*Excerpted passage*:
==============================

Reflective Planning and Online Skill Evolution
Agents leveraging NSI execute logic-grounded skills, where failure at a symbolic node yields diagnostic feedback. Reflective planning utilizes these diagnostics to propose corrective plans; successful recovery trajectories are then grafted onto the failing skill graph. This self-evolution enables agents to "grow" modular recovery branches, incrementally increasing the coverage and resilience of skills while maintaining stable core logic. Failed recovery attempts restrict skill applicability via docstring updates, aligning descriptions with feasibility regions.
Figure 3: Representative cases of online skill evolution across ALFWorld, WebShop, and TextCraft.
Empirical Evaluation
NSI is evaluated on ALFWorld (embodied robotics), WebShop (web-based e-commerce), and TextCraft (compositional Minecraft crafting), utilizing GPT-4o as the backbone LLM. Against baselines including ReAct, Reflexion, ADaPT, StateAct, and state-of-the-art programmatic methods such as AWM and ASI, NSI demonstrates superior long-horizon generalization and execution robustness. NSI achieves up to 98.0% success on ALFWorld, 76.5% on WebShop, and 95.2% on TextCraft, consistently outperforming alternatives. Notable numerical gains include 100%–140% improvement in atomic steps per skill invocation, with no performance collapse beyond 22-step horizons characteristic of linear script-based agents.

Figure 4: NSI compresses planning horizons and sustains robust execution in long-horizon tasks.
Structural Impact and Horizon Compression
Analysis of skill structure reveals that NSI's modular logic internalizes complex behaviors, efficiently compressing planning horizons. Each skill encapsulates ∼7.4 atomic steps, maintaining high semantic abstraction and preventing micro-management failures. Survival analyses show NSI's resilience in extended interaction sequences (>50 steps), while baseline programs collapse due to cumulative reasoning errors. Modular skill graph expansion, enabled by reflective planning, transforms runtime failures into conditional logic branches, continuously enhancing skill coverage.

==============================

*Source information*:
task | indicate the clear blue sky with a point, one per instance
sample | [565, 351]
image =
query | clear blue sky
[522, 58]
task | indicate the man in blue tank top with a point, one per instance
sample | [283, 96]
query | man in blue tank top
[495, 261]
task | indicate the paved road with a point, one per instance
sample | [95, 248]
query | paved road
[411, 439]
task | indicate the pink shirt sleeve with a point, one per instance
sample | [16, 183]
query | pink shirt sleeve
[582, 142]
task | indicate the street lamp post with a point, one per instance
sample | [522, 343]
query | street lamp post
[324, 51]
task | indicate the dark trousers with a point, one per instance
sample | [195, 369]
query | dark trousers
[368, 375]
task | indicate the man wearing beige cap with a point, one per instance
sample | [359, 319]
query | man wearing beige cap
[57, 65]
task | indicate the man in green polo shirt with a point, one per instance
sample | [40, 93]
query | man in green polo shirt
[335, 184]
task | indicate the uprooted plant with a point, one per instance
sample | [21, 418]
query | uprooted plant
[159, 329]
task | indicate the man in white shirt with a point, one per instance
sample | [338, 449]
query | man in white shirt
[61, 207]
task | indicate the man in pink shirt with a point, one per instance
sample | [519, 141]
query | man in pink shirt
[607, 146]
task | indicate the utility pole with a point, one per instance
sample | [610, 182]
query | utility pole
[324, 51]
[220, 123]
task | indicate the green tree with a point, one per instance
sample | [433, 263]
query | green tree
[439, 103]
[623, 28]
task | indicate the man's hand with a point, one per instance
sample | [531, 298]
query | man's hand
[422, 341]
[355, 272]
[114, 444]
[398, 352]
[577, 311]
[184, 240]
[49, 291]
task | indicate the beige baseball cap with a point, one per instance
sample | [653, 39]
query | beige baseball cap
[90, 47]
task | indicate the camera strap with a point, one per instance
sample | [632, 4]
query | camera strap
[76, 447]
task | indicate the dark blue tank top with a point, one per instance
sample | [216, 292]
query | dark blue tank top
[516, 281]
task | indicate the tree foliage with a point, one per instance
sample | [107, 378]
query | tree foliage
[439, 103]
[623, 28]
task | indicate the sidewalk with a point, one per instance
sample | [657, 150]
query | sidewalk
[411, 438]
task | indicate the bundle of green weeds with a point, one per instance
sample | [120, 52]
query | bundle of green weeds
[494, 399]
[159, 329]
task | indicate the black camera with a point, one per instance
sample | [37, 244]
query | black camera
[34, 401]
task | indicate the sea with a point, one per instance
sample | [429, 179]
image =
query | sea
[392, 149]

==============================

*Problems to solve*:
(A) Name every baseline method that the passage on NSI says it was compared against.
(B) Write the next part of the passage on NSI, picking up right after its last sentence.

*Expected outputs*:
(A) ReAct, Reflexion, ADaPT, StateAct, AWM, ASI

(B)
Practical and Theoretical Implications
Practically, NSI facilitates resource-efficient agentic AI development, requiring few demonstrations and minimal manual engineering to induce robust, reusable skills. Theoretically, by lifting traces to logic and decoupling perception from symbolic execution, NSI advances the paradigm toward autonomous logic discovery. Its inductive bias aligns with compositional generalization objectives and promotes the scaling of persistent agentic abilities. Future developments may further automate symbolic abstraction, integrate deeper RL-style optimization, or extend NSI to multi-agent workflows and safety-critical domains.
Conclusion
NSI introduces a formal framework for persistent skill induction in agentic tasks, synthesizing explicit control flows and variable abstractions from interaction traces. Dynamic skill evolution via reflective planning turns failures into actionable logic improvements, promoting robust generalization and efficient horizon compression. Empirical results underscore NSI's superiority over parameterized scripts and text-based workflow memories, rendering it a powerful mechanism for long-horizon planning and adaptive agentic systems (2605.01293).